| What the task asks |
Reproduce every line of the items below from the line containing "Where can you spot the police baton?" through the line containing "[(156, 98)]", inclusive, with the requests kept intact. Scale each answer coordinate by 2.3 and round it to a whole number, rounding halves up. Leave the numbers in the requests and their format samples unchanged, and omit the pictures.

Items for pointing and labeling
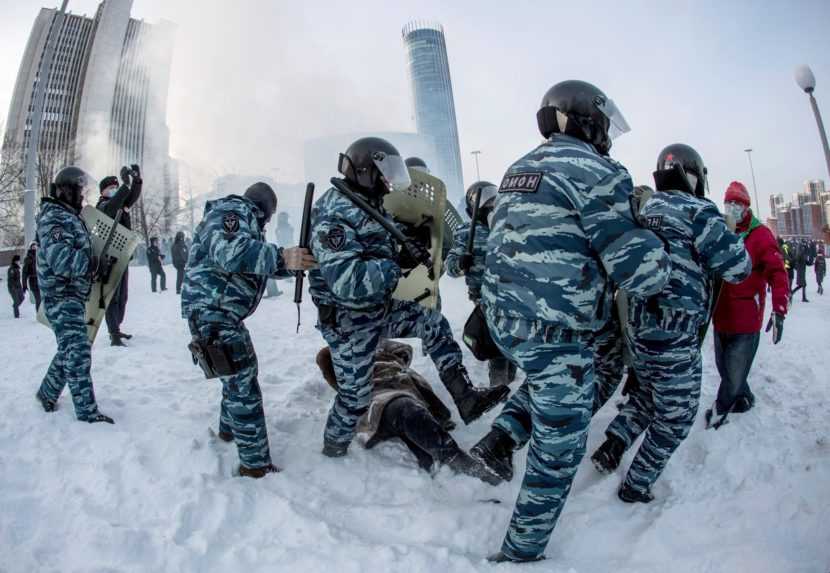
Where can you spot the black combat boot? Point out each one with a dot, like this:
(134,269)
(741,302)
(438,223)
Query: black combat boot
(608,456)
(501,372)
(48,405)
(97,418)
(502,558)
(631,495)
(334,450)
(495,451)
(462,463)
(257,473)
(471,402)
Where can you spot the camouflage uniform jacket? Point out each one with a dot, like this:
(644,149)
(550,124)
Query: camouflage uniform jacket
(701,248)
(356,255)
(229,261)
(65,252)
(563,227)
(475,276)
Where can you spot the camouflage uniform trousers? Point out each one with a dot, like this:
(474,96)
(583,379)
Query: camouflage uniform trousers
(664,406)
(607,345)
(500,370)
(241,413)
(353,337)
(551,410)
(72,362)
(609,362)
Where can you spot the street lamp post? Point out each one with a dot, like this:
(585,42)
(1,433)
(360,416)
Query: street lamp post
(475,154)
(807,81)
(748,152)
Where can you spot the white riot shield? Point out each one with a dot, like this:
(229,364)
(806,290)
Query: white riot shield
(422,204)
(119,252)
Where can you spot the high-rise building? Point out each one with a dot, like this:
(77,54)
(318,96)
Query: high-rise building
(105,97)
(814,189)
(429,74)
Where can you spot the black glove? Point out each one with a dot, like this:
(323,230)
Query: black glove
(776,324)
(94,267)
(465,262)
(632,384)
(406,260)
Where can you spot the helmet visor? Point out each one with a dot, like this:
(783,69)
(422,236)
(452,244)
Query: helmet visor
(617,125)
(393,170)
(488,195)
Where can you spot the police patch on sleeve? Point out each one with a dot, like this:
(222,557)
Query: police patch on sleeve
(521,182)
(336,238)
(231,222)
(654,223)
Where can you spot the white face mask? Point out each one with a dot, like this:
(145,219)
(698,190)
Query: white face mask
(735,210)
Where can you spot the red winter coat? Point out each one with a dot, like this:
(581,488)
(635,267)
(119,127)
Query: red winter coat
(740,308)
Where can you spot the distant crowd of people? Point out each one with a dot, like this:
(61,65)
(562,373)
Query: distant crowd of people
(798,255)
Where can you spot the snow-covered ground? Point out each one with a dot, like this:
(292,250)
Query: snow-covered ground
(156,493)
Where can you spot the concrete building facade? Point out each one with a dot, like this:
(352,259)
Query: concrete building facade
(106,96)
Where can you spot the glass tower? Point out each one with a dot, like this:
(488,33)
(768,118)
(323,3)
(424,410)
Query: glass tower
(429,74)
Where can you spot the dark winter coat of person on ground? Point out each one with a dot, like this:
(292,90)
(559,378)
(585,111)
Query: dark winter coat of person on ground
(820,267)
(154,261)
(15,285)
(739,314)
(403,406)
(115,202)
(30,273)
(179,255)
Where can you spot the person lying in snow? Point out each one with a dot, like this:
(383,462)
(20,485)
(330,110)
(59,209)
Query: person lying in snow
(404,406)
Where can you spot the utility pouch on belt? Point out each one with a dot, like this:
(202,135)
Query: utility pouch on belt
(213,357)
(477,336)
(327,315)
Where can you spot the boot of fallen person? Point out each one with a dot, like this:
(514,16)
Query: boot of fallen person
(462,463)
(630,495)
(608,456)
(47,404)
(502,558)
(258,473)
(471,402)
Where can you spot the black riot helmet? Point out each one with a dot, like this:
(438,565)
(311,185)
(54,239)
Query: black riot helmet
(263,197)
(417,163)
(581,110)
(70,186)
(681,168)
(374,165)
(487,202)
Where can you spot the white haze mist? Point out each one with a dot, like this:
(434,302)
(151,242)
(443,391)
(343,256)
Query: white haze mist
(252,79)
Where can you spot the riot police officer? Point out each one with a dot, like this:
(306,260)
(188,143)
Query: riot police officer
(470,265)
(665,329)
(360,265)
(562,227)
(66,267)
(228,267)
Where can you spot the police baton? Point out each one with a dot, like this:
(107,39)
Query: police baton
(305,236)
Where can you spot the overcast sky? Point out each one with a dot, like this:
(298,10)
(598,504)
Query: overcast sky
(252,79)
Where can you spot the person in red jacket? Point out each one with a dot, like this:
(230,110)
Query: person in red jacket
(739,311)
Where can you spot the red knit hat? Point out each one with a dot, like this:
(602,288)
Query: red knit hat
(737,193)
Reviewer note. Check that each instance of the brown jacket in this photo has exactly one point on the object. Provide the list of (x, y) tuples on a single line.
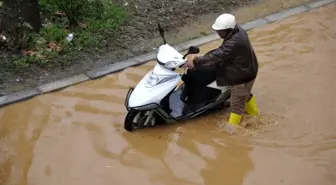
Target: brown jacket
[(234, 61)]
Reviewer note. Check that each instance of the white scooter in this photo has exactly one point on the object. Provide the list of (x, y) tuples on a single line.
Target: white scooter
[(156, 98)]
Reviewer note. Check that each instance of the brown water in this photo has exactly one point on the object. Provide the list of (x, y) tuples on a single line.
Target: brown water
[(76, 136)]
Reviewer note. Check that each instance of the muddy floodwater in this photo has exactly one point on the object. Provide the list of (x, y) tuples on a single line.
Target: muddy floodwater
[(76, 136)]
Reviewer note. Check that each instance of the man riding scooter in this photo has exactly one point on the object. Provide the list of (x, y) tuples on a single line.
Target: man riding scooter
[(235, 64)]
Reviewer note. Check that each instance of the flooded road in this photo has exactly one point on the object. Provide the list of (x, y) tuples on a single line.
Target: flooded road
[(76, 136)]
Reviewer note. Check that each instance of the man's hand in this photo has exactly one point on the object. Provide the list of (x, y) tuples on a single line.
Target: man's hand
[(190, 63)]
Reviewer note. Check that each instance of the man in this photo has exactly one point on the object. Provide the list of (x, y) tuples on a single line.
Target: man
[(236, 65)]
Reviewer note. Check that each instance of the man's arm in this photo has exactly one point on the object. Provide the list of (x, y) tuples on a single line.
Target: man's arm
[(215, 57)]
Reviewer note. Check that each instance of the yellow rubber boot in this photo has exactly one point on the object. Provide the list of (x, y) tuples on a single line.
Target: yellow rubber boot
[(251, 107), (235, 119)]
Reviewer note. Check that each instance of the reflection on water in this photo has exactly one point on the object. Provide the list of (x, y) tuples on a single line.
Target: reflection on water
[(76, 136)]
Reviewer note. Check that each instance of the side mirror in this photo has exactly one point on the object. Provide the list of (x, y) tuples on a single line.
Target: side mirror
[(193, 50)]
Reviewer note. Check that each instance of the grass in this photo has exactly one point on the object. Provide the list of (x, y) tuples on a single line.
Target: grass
[(96, 23)]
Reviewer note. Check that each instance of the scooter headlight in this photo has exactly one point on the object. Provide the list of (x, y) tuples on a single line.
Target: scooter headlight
[(155, 79)]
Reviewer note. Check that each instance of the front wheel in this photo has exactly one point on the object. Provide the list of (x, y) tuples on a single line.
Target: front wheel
[(137, 119)]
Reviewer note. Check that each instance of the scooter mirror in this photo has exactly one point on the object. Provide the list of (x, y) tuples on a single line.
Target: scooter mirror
[(193, 50)]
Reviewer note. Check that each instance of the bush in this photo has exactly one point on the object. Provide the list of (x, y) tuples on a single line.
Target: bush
[(90, 21)]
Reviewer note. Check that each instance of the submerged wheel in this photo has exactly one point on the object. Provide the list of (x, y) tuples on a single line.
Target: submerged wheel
[(137, 119)]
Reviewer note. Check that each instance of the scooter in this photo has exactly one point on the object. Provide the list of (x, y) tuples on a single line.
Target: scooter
[(158, 99)]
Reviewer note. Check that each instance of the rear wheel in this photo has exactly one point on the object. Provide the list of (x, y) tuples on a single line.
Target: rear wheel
[(137, 120)]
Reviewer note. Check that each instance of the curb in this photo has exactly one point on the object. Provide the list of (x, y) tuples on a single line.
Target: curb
[(115, 67)]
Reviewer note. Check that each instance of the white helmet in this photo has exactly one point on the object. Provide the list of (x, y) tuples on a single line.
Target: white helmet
[(224, 21)]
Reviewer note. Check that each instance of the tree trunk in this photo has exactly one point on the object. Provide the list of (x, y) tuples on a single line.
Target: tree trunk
[(28, 10)]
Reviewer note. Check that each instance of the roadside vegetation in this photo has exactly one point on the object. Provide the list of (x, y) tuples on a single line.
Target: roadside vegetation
[(45, 32)]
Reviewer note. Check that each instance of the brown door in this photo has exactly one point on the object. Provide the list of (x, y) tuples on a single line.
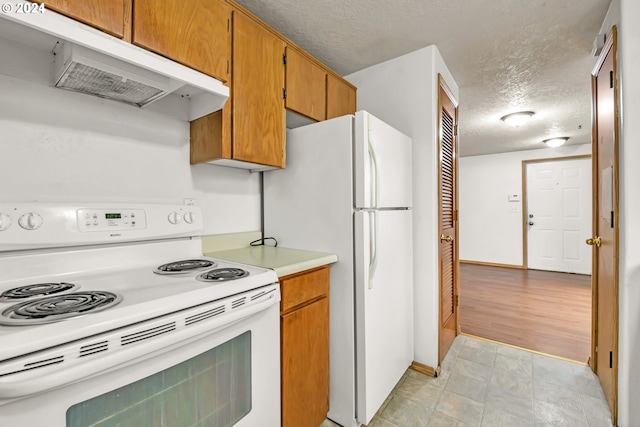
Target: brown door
[(604, 360), (448, 254)]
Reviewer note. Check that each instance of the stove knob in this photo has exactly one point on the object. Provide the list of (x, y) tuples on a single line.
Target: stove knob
[(190, 217), (5, 221), (174, 217), (30, 221)]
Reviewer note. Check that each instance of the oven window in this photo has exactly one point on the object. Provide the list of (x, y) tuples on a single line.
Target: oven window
[(211, 389)]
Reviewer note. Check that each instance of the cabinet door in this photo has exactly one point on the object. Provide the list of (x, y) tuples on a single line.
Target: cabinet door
[(194, 33), (306, 85), (341, 97), (305, 365), (108, 16), (258, 81)]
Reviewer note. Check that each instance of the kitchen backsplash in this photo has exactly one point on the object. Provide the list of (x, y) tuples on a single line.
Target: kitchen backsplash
[(61, 145)]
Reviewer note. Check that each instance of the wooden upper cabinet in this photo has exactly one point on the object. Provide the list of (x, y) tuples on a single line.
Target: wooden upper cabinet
[(305, 84), (108, 16), (194, 33), (258, 132), (341, 97)]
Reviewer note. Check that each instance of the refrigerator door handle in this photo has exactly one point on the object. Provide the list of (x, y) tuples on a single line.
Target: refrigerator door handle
[(373, 246), (373, 166)]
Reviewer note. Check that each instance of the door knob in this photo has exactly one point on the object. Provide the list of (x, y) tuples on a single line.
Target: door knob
[(594, 241)]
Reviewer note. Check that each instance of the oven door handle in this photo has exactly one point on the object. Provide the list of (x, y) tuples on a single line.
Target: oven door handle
[(19, 377)]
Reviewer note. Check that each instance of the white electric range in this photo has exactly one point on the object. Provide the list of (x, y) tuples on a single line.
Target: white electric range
[(103, 300)]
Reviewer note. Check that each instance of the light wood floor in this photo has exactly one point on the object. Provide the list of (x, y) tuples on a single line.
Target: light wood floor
[(538, 310)]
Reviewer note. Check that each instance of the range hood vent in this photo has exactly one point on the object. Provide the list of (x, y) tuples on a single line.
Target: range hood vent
[(95, 63), (81, 70)]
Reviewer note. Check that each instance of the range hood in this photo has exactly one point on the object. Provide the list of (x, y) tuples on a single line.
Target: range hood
[(95, 63)]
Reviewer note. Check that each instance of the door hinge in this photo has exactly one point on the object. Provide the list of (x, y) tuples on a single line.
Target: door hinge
[(610, 79), (611, 359)]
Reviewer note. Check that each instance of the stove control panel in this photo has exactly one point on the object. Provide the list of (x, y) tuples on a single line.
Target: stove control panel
[(111, 219), (38, 225)]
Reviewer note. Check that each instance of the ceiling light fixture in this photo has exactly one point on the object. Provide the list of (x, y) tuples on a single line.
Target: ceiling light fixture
[(556, 142), (517, 119)]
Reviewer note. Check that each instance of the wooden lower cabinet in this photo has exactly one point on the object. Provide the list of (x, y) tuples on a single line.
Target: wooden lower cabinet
[(304, 329)]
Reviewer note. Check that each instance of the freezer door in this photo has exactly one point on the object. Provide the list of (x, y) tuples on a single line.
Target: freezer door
[(384, 307), (382, 173)]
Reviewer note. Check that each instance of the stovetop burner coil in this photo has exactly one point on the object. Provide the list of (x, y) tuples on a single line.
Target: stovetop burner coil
[(36, 290), (54, 308), (184, 266), (223, 274)]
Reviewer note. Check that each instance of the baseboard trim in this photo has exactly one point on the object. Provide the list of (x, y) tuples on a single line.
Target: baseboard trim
[(425, 369), (492, 264)]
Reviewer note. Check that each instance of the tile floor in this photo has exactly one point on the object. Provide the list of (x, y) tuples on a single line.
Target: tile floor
[(487, 384)]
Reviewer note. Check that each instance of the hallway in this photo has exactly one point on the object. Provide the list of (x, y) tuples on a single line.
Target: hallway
[(544, 311)]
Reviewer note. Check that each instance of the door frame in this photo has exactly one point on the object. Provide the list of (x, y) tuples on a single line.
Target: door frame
[(525, 234), (442, 84), (610, 46)]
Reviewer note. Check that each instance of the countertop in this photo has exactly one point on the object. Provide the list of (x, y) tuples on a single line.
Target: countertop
[(283, 261)]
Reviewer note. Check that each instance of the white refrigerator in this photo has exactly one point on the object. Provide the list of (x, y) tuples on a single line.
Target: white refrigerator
[(347, 190)]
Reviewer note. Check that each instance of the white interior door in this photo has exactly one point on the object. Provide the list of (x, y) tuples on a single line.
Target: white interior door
[(559, 215), (382, 156), (384, 305)]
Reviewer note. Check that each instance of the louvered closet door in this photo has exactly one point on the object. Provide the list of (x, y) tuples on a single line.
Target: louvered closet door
[(447, 126)]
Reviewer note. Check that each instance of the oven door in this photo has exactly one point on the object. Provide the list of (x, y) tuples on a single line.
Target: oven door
[(229, 377)]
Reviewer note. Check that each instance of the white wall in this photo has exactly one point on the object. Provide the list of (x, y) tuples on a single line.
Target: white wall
[(489, 231), (61, 145), (629, 280), (404, 93)]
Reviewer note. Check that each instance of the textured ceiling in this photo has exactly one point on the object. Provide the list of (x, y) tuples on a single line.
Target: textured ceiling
[(505, 55)]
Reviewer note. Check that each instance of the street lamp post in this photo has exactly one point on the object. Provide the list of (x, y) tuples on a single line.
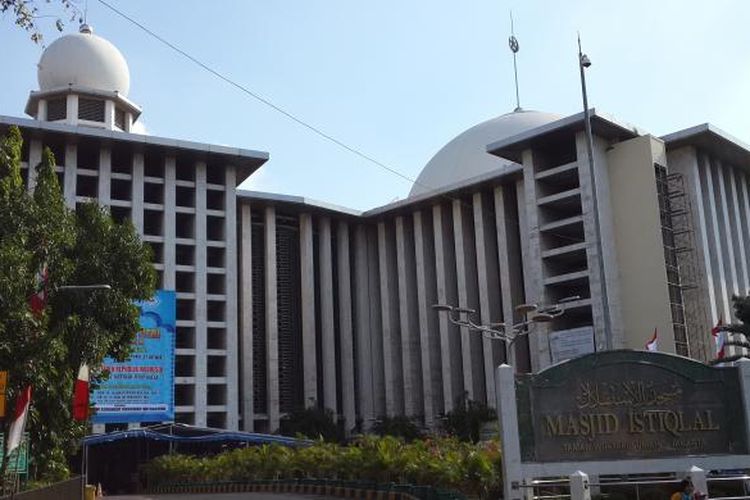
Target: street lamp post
[(83, 288), (84, 448), (507, 332), (583, 63)]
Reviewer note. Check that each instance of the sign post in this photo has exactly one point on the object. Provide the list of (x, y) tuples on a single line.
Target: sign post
[(623, 412), (141, 389)]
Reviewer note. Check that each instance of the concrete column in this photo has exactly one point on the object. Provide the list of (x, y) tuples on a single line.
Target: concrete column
[(743, 220), (738, 228), (716, 244), (307, 285), (363, 337), (527, 358), (389, 308), (593, 256), (507, 414), (272, 321), (105, 175), (109, 114), (170, 222), (429, 342), (466, 272), (450, 350), (346, 333), (231, 284), (327, 325), (510, 264), (41, 110), (606, 232), (201, 264), (700, 305), (136, 213), (408, 319), (35, 158), (726, 230), (487, 277), (246, 318), (375, 324), (71, 174), (71, 111), (579, 486)]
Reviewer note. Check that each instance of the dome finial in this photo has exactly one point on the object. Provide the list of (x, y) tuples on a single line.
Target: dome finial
[(513, 44)]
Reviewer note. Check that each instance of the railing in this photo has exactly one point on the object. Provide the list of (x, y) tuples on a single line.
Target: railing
[(539, 485), (72, 489), (324, 487)]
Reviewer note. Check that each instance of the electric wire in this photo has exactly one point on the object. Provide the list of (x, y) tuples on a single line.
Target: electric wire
[(291, 116)]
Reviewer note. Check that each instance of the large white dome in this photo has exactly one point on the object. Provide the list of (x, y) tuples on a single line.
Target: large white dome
[(86, 60), (466, 155)]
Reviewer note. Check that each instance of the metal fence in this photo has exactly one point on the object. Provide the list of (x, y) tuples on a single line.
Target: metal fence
[(72, 489), (719, 486)]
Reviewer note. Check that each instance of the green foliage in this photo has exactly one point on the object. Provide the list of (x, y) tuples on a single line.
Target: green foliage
[(466, 419), (399, 426), (313, 423), (474, 470), (739, 332), (80, 248)]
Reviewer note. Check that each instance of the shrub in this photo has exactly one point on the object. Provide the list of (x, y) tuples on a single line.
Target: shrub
[(441, 462), (466, 419), (313, 423)]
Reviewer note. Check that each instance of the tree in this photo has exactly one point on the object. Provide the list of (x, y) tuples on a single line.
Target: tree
[(26, 14), (45, 350), (739, 333)]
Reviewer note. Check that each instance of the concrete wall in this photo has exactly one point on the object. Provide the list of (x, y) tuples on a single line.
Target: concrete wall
[(644, 296)]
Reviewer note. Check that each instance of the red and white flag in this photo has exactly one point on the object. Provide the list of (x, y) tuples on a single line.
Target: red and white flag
[(652, 345), (81, 394), (15, 435), (38, 301), (720, 338)]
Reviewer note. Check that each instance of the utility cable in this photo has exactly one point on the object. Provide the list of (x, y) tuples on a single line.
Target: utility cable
[(316, 130)]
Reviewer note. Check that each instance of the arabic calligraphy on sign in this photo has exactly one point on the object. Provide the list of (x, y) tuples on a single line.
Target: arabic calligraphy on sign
[(630, 393)]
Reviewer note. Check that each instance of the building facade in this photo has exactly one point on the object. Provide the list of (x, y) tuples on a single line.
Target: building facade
[(285, 302)]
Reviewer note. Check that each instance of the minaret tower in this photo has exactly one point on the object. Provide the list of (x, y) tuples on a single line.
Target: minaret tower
[(83, 81)]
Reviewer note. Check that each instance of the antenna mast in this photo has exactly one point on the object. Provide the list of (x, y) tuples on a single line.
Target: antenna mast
[(513, 44)]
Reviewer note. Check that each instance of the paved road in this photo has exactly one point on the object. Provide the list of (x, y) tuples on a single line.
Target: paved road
[(221, 496)]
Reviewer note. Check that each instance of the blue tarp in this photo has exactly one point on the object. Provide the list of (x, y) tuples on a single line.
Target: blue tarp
[(212, 437)]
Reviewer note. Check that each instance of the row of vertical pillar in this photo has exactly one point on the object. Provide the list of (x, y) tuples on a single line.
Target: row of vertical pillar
[(168, 266), (372, 336)]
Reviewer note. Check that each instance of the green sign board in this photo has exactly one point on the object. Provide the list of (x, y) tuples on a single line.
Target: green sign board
[(630, 404), (18, 461)]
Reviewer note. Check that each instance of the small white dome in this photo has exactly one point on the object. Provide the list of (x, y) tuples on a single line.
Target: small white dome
[(466, 155), (83, 59)]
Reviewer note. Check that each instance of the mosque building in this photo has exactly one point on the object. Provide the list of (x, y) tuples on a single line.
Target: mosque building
[(285, 302)]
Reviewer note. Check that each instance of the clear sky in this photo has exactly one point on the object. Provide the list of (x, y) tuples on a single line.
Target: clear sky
[(398, 79)]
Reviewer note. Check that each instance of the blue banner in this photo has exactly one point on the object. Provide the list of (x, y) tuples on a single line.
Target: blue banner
[(141, 389)]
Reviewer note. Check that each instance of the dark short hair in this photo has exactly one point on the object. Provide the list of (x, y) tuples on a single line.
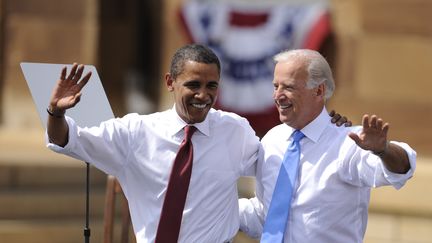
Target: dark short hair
[(192, 52)]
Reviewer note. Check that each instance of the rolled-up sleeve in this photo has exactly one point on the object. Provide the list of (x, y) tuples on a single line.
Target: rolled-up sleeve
[(251, 217), (399, 180)]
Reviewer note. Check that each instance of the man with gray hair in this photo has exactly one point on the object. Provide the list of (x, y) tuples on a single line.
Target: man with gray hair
[(313, 178)]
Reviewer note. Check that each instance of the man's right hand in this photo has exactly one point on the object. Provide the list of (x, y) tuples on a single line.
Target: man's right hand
[(67, 92)]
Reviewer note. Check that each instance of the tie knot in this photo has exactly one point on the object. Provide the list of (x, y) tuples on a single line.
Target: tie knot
[(297, 135), (189, 130)]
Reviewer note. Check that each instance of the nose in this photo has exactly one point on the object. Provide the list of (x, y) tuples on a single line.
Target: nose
[(201, 94), (277, 93)]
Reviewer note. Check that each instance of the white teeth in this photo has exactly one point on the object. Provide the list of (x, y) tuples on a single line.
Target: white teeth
[(284, 106), (200, 106)]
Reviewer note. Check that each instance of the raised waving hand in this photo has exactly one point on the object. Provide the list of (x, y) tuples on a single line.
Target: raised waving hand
[(67, 92)]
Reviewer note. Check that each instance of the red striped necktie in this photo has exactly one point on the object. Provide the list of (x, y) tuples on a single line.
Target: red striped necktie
[(175, 198)]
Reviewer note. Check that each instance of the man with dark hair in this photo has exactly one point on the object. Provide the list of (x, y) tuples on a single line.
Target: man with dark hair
[(188, 197)]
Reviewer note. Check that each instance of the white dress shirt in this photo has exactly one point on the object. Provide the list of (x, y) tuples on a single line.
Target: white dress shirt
[(331, 195), (139, 150)]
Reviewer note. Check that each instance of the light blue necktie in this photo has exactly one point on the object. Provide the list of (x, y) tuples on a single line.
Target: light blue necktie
[(277, 216)]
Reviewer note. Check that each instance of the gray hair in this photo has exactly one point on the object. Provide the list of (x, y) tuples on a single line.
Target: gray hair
[(317, 66)]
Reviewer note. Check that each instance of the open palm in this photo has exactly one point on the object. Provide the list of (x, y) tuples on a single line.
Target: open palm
[(67, 92), (373, 136)]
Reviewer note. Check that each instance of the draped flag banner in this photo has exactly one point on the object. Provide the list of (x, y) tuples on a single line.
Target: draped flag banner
[(245, 37)]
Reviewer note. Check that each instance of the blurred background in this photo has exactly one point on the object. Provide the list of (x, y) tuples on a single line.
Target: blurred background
[(380, 51)]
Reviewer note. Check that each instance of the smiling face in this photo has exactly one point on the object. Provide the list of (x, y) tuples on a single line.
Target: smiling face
[(297, 105), (195, 90)]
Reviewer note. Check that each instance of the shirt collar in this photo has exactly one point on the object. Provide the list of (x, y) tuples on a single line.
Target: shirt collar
[(315, 128), (177, 123)]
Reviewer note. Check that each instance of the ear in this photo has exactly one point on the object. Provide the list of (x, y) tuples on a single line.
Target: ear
[(321, 90), (169, 82)]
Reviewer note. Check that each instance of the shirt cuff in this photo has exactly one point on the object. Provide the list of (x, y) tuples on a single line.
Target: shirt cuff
[(71, 138), (396, 179)]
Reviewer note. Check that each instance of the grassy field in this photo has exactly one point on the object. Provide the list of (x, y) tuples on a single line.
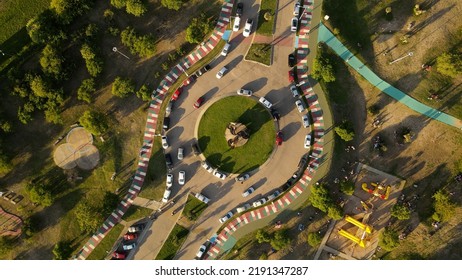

| Solution to this task |
Where can you spot the police baton? Point out each one with a dot, like this:
(107,39)
Query: police baton
(702,543)
Where can you spot the overcast sky? Point out each one with a dot, like this:
(298,10)
(598,504)
Query: overcast sky
(580,182)
Where can you spot the person in red jacket? Point out each one with a dot, like this:
(230,110)
Query: person in red jacket
(1700,715)
Where can you spot the red knit hat? Point out each one with a dot, like this:
(602,288)
Query: red knit hat
(1695,444)
Reviewer note. Check that each instance of the brown jacket in this photo has exactly one point on the object. Provide the list of (x, y) tuples on a single line.
Target: brown jacket
[(538, 140)]
Reviewer note. Check that each instance of the white scooter in this photo has exactly one point on the object. Provide the list of (x, y) tuples on a single line.
Target: white scooter
[(359, 225)]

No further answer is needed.